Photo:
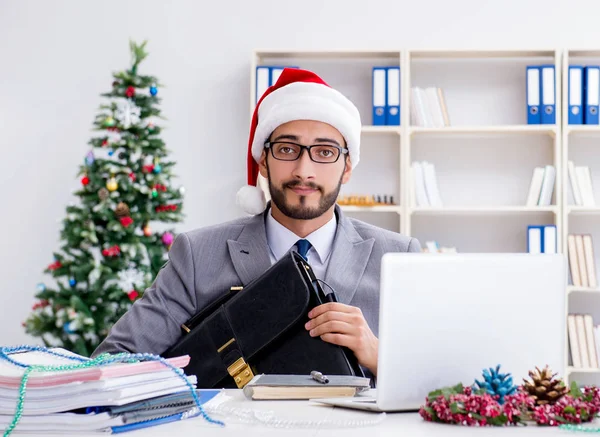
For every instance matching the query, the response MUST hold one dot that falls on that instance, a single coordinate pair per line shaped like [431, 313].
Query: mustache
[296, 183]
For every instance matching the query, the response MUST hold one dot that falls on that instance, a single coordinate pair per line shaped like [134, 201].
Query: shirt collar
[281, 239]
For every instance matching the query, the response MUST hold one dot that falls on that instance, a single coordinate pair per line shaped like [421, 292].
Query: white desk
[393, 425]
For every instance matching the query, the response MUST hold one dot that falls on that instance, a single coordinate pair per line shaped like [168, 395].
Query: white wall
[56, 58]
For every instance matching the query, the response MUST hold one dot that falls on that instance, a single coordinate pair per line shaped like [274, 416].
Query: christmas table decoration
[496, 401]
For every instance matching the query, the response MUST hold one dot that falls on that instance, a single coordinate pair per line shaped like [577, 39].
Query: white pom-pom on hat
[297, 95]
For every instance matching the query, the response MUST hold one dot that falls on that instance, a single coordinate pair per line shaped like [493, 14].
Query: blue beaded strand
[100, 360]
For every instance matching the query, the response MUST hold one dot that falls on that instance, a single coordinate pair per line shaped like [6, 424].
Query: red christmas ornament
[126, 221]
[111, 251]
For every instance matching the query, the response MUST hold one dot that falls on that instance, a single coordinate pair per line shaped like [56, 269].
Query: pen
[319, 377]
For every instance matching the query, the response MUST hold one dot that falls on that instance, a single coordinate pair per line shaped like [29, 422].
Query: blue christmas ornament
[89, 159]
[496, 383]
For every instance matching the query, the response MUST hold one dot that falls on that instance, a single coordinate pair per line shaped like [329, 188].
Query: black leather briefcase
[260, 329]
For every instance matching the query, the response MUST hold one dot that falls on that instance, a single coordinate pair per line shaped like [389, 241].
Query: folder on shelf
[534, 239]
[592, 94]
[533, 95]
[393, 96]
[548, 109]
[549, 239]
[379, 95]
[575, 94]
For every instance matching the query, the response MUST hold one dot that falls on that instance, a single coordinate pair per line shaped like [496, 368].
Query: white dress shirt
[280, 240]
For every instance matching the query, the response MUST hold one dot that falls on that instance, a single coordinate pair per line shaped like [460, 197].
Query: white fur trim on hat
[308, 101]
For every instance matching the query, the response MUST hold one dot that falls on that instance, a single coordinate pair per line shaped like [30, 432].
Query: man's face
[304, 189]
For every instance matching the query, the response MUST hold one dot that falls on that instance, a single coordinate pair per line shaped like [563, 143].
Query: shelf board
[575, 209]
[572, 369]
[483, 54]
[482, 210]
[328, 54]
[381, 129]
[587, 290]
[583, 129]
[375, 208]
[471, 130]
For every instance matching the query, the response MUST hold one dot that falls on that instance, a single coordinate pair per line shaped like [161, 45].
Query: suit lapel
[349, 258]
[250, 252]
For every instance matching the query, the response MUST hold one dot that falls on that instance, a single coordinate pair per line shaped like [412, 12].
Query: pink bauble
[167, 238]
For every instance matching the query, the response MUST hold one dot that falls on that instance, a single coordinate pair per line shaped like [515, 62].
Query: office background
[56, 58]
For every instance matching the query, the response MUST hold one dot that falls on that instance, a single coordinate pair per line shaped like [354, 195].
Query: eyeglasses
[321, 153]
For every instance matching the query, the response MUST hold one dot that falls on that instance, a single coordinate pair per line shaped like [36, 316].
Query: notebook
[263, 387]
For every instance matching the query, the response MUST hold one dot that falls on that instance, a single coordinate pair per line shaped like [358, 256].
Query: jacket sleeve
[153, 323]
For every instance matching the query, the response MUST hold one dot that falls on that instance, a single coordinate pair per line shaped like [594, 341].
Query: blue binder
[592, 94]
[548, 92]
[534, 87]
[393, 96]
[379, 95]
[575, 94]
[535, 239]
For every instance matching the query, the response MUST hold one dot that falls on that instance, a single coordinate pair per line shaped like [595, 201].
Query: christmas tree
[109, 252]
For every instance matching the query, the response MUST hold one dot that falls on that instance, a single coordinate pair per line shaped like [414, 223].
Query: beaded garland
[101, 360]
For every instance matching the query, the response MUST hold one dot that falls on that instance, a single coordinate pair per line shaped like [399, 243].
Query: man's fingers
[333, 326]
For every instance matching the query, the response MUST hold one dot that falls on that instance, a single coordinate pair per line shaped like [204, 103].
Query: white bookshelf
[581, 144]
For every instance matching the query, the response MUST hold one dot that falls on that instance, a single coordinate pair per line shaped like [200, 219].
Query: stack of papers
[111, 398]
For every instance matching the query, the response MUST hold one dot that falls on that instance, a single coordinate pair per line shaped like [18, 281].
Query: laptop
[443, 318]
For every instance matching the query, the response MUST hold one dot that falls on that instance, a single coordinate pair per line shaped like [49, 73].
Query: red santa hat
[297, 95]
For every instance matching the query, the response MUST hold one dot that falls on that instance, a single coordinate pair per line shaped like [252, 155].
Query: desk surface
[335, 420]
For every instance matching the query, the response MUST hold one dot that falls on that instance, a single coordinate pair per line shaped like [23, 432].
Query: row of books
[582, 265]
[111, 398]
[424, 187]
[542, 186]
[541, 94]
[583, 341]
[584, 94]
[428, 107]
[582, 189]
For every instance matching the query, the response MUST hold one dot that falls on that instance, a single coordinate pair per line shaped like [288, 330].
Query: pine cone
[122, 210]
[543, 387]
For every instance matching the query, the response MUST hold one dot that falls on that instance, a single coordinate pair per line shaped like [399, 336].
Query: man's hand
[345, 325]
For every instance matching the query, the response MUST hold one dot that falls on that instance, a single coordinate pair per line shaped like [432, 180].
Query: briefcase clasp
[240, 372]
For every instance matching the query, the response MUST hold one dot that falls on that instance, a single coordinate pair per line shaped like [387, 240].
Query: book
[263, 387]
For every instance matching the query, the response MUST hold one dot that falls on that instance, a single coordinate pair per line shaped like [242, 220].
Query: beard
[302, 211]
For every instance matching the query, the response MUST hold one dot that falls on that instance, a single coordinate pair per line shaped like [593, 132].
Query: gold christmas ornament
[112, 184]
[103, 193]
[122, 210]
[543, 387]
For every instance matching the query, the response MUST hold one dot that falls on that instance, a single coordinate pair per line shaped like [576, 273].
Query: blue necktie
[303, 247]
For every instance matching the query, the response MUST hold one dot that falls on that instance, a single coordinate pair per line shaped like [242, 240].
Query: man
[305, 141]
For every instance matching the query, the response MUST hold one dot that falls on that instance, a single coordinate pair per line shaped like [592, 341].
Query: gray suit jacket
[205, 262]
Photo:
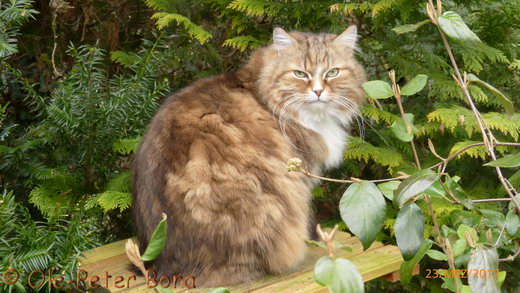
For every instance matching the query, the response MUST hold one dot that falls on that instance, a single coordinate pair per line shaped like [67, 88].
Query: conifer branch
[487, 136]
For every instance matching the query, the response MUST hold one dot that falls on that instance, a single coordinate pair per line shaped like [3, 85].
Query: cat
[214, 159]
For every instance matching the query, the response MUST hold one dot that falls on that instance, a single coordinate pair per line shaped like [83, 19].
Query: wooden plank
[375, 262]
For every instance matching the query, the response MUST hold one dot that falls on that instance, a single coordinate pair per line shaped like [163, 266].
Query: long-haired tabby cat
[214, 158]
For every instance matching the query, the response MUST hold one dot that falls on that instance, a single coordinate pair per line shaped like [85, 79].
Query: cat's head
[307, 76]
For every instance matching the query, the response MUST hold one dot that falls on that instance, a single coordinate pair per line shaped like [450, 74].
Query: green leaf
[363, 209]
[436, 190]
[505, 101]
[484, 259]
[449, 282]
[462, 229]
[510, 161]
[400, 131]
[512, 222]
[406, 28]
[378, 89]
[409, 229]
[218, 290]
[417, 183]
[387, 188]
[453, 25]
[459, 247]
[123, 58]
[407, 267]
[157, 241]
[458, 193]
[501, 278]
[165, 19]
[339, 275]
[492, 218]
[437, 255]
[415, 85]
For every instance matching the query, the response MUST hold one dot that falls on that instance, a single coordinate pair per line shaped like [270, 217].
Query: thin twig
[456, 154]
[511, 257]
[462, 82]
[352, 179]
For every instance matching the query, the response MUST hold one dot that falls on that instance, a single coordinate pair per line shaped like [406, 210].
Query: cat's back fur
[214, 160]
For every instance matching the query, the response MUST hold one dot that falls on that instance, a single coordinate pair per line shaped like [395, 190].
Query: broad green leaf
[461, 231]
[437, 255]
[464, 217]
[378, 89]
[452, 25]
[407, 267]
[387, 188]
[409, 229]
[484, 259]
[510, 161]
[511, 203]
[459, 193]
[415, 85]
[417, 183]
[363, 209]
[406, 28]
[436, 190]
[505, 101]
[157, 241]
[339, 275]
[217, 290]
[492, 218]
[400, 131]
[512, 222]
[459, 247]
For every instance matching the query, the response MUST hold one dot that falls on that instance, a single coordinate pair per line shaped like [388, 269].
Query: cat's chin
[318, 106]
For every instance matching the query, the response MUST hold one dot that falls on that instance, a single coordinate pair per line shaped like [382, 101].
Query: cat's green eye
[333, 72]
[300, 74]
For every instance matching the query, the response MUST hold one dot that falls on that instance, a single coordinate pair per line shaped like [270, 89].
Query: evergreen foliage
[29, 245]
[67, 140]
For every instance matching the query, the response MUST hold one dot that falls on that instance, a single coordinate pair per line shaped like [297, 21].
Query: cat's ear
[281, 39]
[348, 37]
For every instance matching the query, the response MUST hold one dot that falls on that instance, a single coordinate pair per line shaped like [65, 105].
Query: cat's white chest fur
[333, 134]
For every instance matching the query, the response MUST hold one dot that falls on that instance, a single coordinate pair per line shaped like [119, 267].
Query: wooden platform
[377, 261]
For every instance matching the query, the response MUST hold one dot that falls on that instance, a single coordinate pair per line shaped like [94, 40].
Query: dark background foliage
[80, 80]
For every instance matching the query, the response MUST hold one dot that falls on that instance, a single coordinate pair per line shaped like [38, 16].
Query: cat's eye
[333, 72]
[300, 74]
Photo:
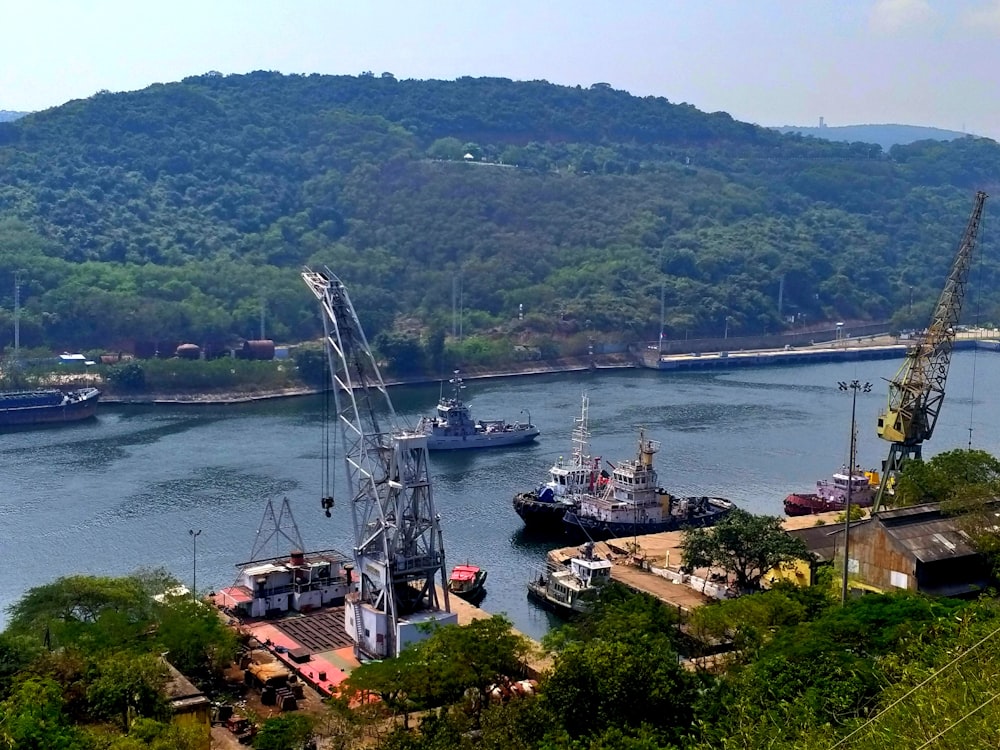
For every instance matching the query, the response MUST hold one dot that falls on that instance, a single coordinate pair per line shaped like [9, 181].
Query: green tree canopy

####

> _PROBLEM TO WORK ON_:
From the line containing "like [395, 190]." down to the final line of the listing above, write out only those lines exactly as they are, minus the pictures.

> _RESULT OF THE TASK_:
For every instance matching the query, the response MUST hold one dot that falls on that instance, a single coordinate pair per line shaped like [395, 190].
Query: broad green leaf
[461, 231]
[437, 255]
[464, 217]
[378, 89]
[452, 25]
[407, 267]
[387, 188]
[409, 229]
[484, 259]
[510, 161]
[511, 203]
[459, 193]
[415, 85]
[417, 183]
[363, 209]
[406, 28]
[436, 190]
[505, 101]
[157, 241]
[339, 275]
[217, 290]
[492, 218]
[400, 131]
[512, 222]
[459, 247]
For every instance matching the query, the response MUST hold one dot that falls on that instance, a single coordinate pair per line shaped like [388, 269].
Query: cat's chin
[318, 106]
For every instance matching the query, the response MUST hold one dot that falls on that instance, a single coordinate pair per line shaped like [382, 101].
Query: cat's green eye
[333, 72]
[300, 74]
For every instance matching the query, the response MUST hold one dot that falls on that instance, a single coordinate pair per line shaped like [270, 89].
Query: evergreen foliage
[29, 245]
[67, 140]
For every instance matching the query, the response MUST hold one dot that falls on that instance, a single coordinate pair per line shaped like [297, 21].
Query: cat's ear
[281, 39]
[348, 37]
For every instance matching the query, the response MUST hold one dot that falls on that instance, a single coordinate pair per line shaped like [65, 105].
Query: cat's white chest fur
[333, 134]
For every instance matching the query, the response MUST hold one dot that falls on that instance, a single coordinate pair per line shaped like [119, 267].
Query: wooden platform
[377, 261]
For every instance matching the query, the response MUST hold one dot that falls on that instance, a single coordinate pair per line shaped like [94, 40].
Query: dark background foliage
[80, 80]
For every instance matching the query, the response MUST hold one dot that falls on that instance, a single coordinate pair per line shaped like [38, 16].
Query: cat's eye
[333, 72]
[300, 74]
Photo:
For every instance matching the query, the response MUST hold one dot that falls on that instance, a single coordinate pair per line shaped like [9, 181].
Query: green tree canopy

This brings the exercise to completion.